• READING PASSAGE:
#####

The United States entirely ignores the liberal arts and humanities. These subjects are the very things that advance a person’s interest in social issues and politics (perhaps to the disadvantage of the government?). These subjects are necessary – and so utterly ignored. An understanding of various religions is absolutely vital to an understanding of the world.We fear it being taught as we fear the occasional story of a teacher standing on the desk preaching the coming of Christ, but it is no different from teaching a government course where the teacher avoids politics in his teaching. I am willing to risk a news scandal here and there for a whole world of understanding. Ethics and philosophy are the same, and build morale, logic, appreciation of knowledge, and a drive for involvement. Likewise, the arts are necessary to give students a way to express themselves and vent , likewise building culture and community. By this I refer to painting, drawing, writing, acting, etc. Literature is similar, and if you ask me, a far more practical way to teaching English (rather than tests and timed writing, although essays are fine).

The over-emphasis on sports is a sheer distraction to what is more important and lets students who aren’t the best at particular sports fall behind. The over-emphasis drives competition and a sort of naïve school-nationalism, otherwise known as the bogus “school character”. Physical education, however, is useful, practical, and ever so important in our growing age of obesity.

 We live in a world of testing that quite literally promotes cheating and misbehavior. It tests one’s test taking skills, not one’s knowledge, nor one’s cognitive ability. And even then, by our own, measure, in the comparison to the rest of the world, we fail. That is a true indication of failure and embarrassment. We live in a system where competition is so fueled that right and wrong become just as blurry as successful and unsuccessful, which, by the way, is becoming increasingly and troublingly black and white (money vs. no money).

And finally on coherency. We live in a sort of educational anarchy, where various policies are implemented with as much arbitrainess as placing bandages on a Leviathan under a sectumsempra spell.We arbitrarily pluck out some class here and throw in a new class here as the times change, without thinking much about it at all. We have no foundation to our educational theory – is education to prepare for the future, to make a better person, to make the United States wealthier, to give more knowledge, to prepare for college, to teach science and computer, what? It cannot be all, as some contradict. Yet we try to put everything into one giant Goliath, and we inevitably fail.

#####

• WHAT IS BEING ASKED: According to the essay on American education, what do tests actually measure?

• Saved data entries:

#####

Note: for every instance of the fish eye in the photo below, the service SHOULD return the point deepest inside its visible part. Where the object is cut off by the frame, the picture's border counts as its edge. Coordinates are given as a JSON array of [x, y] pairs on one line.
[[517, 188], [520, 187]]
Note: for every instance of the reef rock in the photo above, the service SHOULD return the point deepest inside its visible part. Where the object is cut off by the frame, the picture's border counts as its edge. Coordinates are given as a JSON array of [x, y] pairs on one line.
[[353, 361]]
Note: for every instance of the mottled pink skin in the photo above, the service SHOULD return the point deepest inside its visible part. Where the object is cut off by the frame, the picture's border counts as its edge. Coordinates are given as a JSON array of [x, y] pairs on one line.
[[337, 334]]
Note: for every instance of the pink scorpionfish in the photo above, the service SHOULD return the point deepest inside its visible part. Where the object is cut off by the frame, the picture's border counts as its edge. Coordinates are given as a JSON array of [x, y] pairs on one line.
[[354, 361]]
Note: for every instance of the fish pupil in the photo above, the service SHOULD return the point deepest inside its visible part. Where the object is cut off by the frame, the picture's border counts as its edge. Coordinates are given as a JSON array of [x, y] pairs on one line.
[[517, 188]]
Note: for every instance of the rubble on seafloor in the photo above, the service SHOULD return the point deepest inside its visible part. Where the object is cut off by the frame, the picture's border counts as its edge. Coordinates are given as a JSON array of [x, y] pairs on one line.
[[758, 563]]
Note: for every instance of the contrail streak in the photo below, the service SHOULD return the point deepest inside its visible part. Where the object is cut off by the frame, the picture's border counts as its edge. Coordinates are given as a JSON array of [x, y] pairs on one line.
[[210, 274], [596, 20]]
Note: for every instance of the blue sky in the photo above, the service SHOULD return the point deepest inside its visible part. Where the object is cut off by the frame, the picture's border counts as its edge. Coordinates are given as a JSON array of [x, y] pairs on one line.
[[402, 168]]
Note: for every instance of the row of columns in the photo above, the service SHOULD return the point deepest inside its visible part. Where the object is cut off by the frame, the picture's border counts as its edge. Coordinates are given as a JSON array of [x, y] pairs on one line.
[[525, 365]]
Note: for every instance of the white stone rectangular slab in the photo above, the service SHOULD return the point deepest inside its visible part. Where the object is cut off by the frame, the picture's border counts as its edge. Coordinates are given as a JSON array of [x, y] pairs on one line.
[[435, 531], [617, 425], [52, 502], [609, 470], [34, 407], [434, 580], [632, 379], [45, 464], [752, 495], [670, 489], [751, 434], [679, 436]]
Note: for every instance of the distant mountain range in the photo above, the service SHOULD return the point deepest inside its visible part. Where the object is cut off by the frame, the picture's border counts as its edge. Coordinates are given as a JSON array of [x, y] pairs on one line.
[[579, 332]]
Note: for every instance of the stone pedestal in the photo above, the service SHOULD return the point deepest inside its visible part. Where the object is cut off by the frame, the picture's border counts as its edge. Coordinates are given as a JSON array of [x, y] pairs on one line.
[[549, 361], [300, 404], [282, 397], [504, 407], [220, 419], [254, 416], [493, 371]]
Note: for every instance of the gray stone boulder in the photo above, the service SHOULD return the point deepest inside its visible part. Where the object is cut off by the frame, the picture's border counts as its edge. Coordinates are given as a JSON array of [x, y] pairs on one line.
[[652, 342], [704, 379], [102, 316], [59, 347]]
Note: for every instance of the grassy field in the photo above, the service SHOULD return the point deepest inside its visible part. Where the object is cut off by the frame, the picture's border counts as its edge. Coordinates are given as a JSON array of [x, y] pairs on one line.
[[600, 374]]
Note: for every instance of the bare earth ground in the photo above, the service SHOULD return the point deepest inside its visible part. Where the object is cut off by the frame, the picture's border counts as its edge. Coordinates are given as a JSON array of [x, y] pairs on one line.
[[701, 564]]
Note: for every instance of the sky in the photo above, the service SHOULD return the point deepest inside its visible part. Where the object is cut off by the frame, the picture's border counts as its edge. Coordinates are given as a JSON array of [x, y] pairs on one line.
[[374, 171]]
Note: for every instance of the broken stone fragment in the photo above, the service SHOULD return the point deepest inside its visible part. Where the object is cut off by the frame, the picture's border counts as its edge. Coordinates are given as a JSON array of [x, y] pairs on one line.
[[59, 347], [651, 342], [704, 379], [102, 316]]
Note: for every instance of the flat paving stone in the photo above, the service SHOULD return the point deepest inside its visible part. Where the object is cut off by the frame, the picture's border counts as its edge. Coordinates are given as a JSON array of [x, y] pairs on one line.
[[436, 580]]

#####

• SOLUTION TO THE PROBLEM: They measure a person's test-taking skills, not their knowledge or cognitive ability.